(INPUT DATA begins)
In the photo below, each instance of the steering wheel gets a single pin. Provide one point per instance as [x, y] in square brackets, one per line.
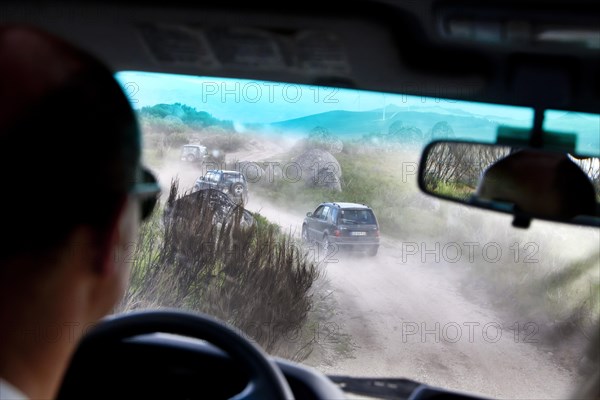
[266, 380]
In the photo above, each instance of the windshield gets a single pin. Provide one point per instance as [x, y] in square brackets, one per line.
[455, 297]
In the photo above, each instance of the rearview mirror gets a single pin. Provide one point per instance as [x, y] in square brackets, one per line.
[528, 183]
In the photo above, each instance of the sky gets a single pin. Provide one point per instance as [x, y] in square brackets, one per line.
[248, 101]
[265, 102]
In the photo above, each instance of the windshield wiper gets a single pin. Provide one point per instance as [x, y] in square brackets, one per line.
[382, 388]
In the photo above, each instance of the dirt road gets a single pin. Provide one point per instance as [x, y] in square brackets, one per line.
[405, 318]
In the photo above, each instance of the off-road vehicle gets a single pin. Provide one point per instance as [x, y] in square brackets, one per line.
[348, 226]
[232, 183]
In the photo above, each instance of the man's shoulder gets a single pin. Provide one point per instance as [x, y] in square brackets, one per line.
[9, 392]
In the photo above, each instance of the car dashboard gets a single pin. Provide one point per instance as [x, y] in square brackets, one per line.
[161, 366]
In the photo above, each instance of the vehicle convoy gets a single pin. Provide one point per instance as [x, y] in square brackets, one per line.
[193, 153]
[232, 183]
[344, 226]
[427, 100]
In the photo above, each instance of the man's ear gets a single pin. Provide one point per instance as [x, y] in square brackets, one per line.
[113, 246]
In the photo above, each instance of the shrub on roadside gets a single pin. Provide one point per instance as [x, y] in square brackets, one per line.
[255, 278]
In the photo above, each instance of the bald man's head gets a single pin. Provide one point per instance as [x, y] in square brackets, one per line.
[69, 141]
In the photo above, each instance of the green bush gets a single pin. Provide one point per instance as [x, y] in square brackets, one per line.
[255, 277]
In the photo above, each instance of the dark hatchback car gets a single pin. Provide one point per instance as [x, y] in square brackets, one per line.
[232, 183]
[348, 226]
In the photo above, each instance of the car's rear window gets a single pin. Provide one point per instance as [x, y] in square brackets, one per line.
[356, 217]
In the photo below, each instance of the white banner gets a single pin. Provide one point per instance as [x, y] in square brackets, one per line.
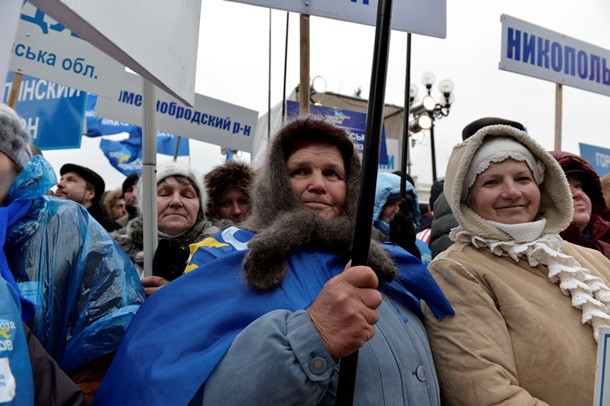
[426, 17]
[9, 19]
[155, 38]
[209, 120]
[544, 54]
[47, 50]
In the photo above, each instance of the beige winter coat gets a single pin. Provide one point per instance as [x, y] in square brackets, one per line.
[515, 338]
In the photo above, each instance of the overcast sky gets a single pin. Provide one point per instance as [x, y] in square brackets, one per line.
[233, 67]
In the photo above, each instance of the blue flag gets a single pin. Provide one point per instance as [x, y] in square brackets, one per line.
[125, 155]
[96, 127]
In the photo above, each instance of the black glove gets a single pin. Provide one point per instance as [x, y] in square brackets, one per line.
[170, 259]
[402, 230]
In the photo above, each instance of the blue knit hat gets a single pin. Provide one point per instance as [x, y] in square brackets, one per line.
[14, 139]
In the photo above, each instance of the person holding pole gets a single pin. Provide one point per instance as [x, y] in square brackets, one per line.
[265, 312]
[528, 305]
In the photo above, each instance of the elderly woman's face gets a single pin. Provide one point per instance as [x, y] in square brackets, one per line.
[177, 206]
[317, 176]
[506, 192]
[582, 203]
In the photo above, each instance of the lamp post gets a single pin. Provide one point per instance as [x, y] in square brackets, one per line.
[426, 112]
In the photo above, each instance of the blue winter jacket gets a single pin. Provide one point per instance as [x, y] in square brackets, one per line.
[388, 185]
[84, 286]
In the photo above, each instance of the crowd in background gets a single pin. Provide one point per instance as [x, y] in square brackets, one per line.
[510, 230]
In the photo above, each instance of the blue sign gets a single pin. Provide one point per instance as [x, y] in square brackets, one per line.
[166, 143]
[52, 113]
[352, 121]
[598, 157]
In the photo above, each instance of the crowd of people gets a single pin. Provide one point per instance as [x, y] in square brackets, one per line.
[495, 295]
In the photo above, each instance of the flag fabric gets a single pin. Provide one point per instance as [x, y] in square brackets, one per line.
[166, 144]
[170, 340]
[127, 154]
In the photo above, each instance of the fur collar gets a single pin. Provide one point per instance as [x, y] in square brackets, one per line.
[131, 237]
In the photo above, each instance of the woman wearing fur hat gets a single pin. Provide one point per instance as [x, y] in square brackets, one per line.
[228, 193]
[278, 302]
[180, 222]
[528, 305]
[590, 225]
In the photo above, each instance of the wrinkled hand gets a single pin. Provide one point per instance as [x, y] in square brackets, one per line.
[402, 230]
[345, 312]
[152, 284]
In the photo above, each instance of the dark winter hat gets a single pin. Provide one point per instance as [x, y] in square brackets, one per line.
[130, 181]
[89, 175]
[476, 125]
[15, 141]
(INPUT DATA ends)
EXERCISE: What you return must match the records above exactly, minus any images.

TASK RESPONSE:
In the photo below, each instance of the steering wheel gets a single pin. Provide one point per instance as [x, y] in square brackets, one per line.
[266, 380]
In the photo above, each instance of the windshield gets a single pin. Provide one point per instance as [x, y] in square brackets, one per line.
[455, 297]
In the photo above, each instance of the rearview mirror gets a single pin. Provide one point per instance as [x, y] in square brackets, one per line.
[528, 183]
In the photo above, each instance of the sky gets a single pin. Provide one point per instance as [x, y] in square brackets, one per line.
[248, 101]
[265, 102]
In the photo above, each instance of the windshield wiper gets a single pin. Provide one point per instance as [x, y] in square brackets, one per line.
[382, 388]
In the photo above, each instance of the dirt road gets a single pin. Provide one point per instance as [x, y] in square brackets, one per line.
[405, 318]
In the photo above, each instance of the off-road vehicle gets a single pin. Provide one point per instance as [x, y] in square brackets, one per line.
[348, 226]
[232, 183]
In the photo above, each instance of the man's shoulder gets a single pin. Provide one point per instance as [x, y] in square brackets, one per line.
[9, 392]
In the photo above, each instance of the car dashboard gets a single pin. Provide one point per instance as [x, y] in square brackets, one per line.
[161, 366]
In the photo above, each instance of the vehicle convoy gets a single pin. Provide one point per instance as [x, y] in square brackets, one per line.
[193, 153]
[232, 183]
[344, 226]
[427, 100]
In the photo above, each instance of the man's ear gets a single pin. Provide one point per instance as [x, y] in square brackets, one per line.
[113, 246]
In the photo above, each instance of the shrub on roadside gets a single pin. Provide one point per instance as [x, y] in square brackets, one per line.
[255, 278]
In the photo above, each instance of the bald man's head gets a single pin. Provide one point per instance as [x, y] in square brackets, one per line.
[69, 141]
In the photo above, each instance of the green bush gets a single pin. Provide one point per instance as [x, y] in square brackets, one per line.
[255, 277]
In the photo above, each instance of the dark hatchback car gets a single pin. Provide one point per instance as [x, y] in square brackets, one per line.
[232, 183]
[348, 226]
In the photo above, each instance of the car's rear window gets a single pin. Provide one point per instance as [x, y] in square brackets, one per line.
[356, 217]
In the photo below, each instance of the white banner gets a single pin. Provide one point per instance as [x, y] in square brackets, one per line.
[426, 17]
[9, 19]
[155, 38]
[209, 120]
[544, 54]
[47, 50]
In the photo above, each instance of the beige winter coat gets a single pin. Provide one point per instance as [x, y] in square brackets, one per line.
[515, 338]
In the photo above, each instance of the overcast sky gets a single pin. Provide one point per instance as [x, y] in square brackets, one per line.
[233, 67]
In the photo above, each instance of the blue flag gets a single pin. Provide one point per instance as [x, y] in square brackets, one per line.
[125, 155]
[96, 127]
In the photo above, each instance of the black glove gets a single pin. Provide one point per instance as [x, y] in square brackets, one per line.
[170, 259]
[402, 230]
In the photo above, each instance of the blue knit hat gets a single pin. Provide one point per instance as [x, y] in square brackets, one per line.
[14, 139]
In the photo above, each instance of the person holding pole gets a single pin. Provide one point per instance as [x, y] in square brackets, one per line.
[265, 312]
[528, 305]
In the photo above, each instance of the elderly woman's face gets a single pin. Provide one point per instance as [x, y] in square brackets, one per line.
[177, 206]
[317, 176]
[506, 192]
[582, 203]
In the photo above, each instance of the lamp post gets a single pin. Provide one point per instance as [x, y] in square brackets, one per line.
[426, 112]
In the photo above, each instance of the blue winter jacket gets a single pin. Provide one point per instance as [x, y] in square brackets, one per line.
[388, 185]
[84, 286]
In the photo above, each instance of the crowd in background gets a single pin. Provide one point per instance as [x, y] in square brackets, one per line.
[510, 230]
In the photo above, each instance of the blue sign gets a single pin. Provide one point per instance as [x, y] in square brackets, one per line.
[166, 143]
[52, 113]
[352, 121]
[598, 157]
In the photo above, each instance of the crowd of people gets a single pin. Provide one point per instance as [x, y] in square brackets, one per line.
[495, 295]
In the photo above, each instance of the flag fabric gets a single pin. Provide one point per instance as [x, y] in square brackets, one per line.
[166, 144]
[170, 340]
[127, 154]
In the photo above, each instance of the fur collar gets a single pin. Provide one point per instance as [x, y] in square brackets, one per line.
[131, 237]
In the photo above, each instance of the woman wearing fur hat gets a single pin. Provide one point per instance as [x, y] in square brackets, one per line.
[228, 193]
[278, 302]
[180, 222]
[528, 305]
[590, 225]
In the photo above, each instance of the wrinkled hand gets a single pin. Provide one point per instance as [x, y] in square brackets, one per line.
[402, 230]
[345, 312]
[152, 284]
In the photo above, each instance of the dark winter hat gets a single pin. Provide one point per instance as [x, y] in square brackets, one per line.
[130, 181]
[89, 175]
[476, 125]
[15, 141]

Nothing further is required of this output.